# Work to complete:
Put this sentence from the text excerpt on measuring rare earth elements into Spanish: "The dilution was performed to ensure the measured sample’s elemental concentration was within the equipment’s calibration range."

# Text excerpt:
Table 2. Target and measured pH for phase ratio experiments for all phase ratios (sample size of 5).

Targeted Equilibrium pH	Average Equilibrium pH Measured	Standard Deviation in Measured pH
0.65	0.659	0.003
1.5	1.523	0.014
2.2	2.234	0.028

. The process was repeated until the target equilibrium pH was reached. The aqueous samples were then analyzed for REE concentrations using ICP-OES. The standard samples of concentrations, 0.05, 0.5, 1, 5, and 10 ppm, were prepared for calibrating the ICP. A VHG element calibration standard, containing elements in a concentration of 100 μg/L, was mixed in appropriate weight with 5% HNO₃, prepared to the aforementioned standards. Upon calibration, the samples to be measured were loaded for measurement under different dilutions, 10×, 100×, and 1000×, of the raw samples. The dilution was performed to ensure the measured sample’s elemental concentration was within the equipment’s calibration range. Upon analysis, the concentration of REEs in the organic phase was back-calculated using the following equation:

$${\mathrm{C}}_{\mathrm{o}}=\frac{{\mathrm{V}}_{\mathrm{a}\mathrm{q}}\left({\mathrm{C}}_{\mathrm{a}\mathrm{q},\mathrm{f}\mathrm{e}\mathrm{e}\mathrm{d}}-{\mathrm{C}}_{\mathrm{a}\mathrm{q},\mathrm{e}\mathrm{q}}\right)}{{\mathrm{V}}_{\mathrm{o}}}$$

(20)

where C_o is the concentration of metal in the organic phase, and C_aq,feed and C_aq,eq are the concentrations in the aqueous phase, measured before and after extraction, respectively. V_aq and V_o are the volume of aqueous and organic phases (in mL).

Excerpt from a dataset
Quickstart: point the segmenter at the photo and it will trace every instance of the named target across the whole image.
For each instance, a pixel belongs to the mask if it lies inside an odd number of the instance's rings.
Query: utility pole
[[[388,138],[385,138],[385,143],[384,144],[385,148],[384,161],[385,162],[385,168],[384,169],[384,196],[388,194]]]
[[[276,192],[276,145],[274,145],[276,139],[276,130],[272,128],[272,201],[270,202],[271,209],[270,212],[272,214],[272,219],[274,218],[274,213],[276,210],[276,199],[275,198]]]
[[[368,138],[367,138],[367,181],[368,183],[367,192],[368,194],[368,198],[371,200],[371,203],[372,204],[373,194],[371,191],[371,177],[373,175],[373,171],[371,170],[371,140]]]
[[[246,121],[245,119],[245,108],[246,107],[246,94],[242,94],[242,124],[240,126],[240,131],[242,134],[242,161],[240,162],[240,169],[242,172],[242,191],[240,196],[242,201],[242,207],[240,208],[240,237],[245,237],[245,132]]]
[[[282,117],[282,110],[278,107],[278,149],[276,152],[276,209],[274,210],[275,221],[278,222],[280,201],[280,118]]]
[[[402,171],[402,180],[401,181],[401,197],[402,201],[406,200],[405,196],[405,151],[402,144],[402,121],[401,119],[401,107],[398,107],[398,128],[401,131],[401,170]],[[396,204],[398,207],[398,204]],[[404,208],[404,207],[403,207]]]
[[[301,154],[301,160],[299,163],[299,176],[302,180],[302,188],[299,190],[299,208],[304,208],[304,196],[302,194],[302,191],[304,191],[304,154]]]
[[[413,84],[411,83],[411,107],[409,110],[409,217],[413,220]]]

# Exercise solution:
La dilución se realizó para garantizar que la concentración elemental de la muestra medida estuviera dentro del rango de calibración del equipo.